(begin)

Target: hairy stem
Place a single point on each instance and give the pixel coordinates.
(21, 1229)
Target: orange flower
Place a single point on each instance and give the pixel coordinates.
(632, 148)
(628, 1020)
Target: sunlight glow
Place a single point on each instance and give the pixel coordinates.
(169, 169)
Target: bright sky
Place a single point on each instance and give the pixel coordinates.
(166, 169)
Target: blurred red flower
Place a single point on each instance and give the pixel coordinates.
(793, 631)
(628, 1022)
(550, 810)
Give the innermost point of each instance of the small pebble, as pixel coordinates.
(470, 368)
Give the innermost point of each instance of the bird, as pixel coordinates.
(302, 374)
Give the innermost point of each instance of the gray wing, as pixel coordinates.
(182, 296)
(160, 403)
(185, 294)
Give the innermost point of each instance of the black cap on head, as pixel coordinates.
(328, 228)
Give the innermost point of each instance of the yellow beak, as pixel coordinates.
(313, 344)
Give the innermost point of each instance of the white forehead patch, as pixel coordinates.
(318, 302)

(end)

=== YOUR INSTRUCTIONS ===
Lay out every line of the rows above as a JSON list of strings, one string per line, leaving out any blank lines.

=== OUTPUT BELOW ===
[
  "Target: hairy stem",
  "Place a single point on each instance and give the pixel coordinates.",
  "(21, 1229)",
  "Target: orange flower",
  "Place a single point on each instance and give the pixel coordinates.",
  "(632, 148)",
  "(628, 1020)",
  "Target: sunlight glow",
  "Place a single point on each instance and give the pixel coordinates.",
  "(169, 169)",
  "Target: bright sky",
  "Place a single point on each instance and give the pixel coordinates.",
  "(166, 169)",
  "Target: blurred red flower",
  "Place a single point on each instance and give the pixel coordinates.",
  "(793, 631)",
  "(628, 1022)",
  "(550, 810)",
  "Give the innermost point of each instance of the small pebble, as pixel coordinates.",
  "(470, 368)",
  "Give the innermost point of each instance of the bird, as pixel coordinates.",
  "(302, 374)",
  "Give the innermost point of each instance of the gray wing, as pixel coordinates.",
  "(182, 296)",
  "(160, 403)",
  "(185, 294)",
  "Give the innermost point of each instance of the black cap on head, as pixel coordinates.",
  "(328, 228)",
  "Give the innermost point of each instance of the yellow beak, as pixel coordinates.",
  "(313, 344)",
  "Give the innermost point of each instance of the white forehead patch, as pixel coordinates.",
  "(318, 302)"
]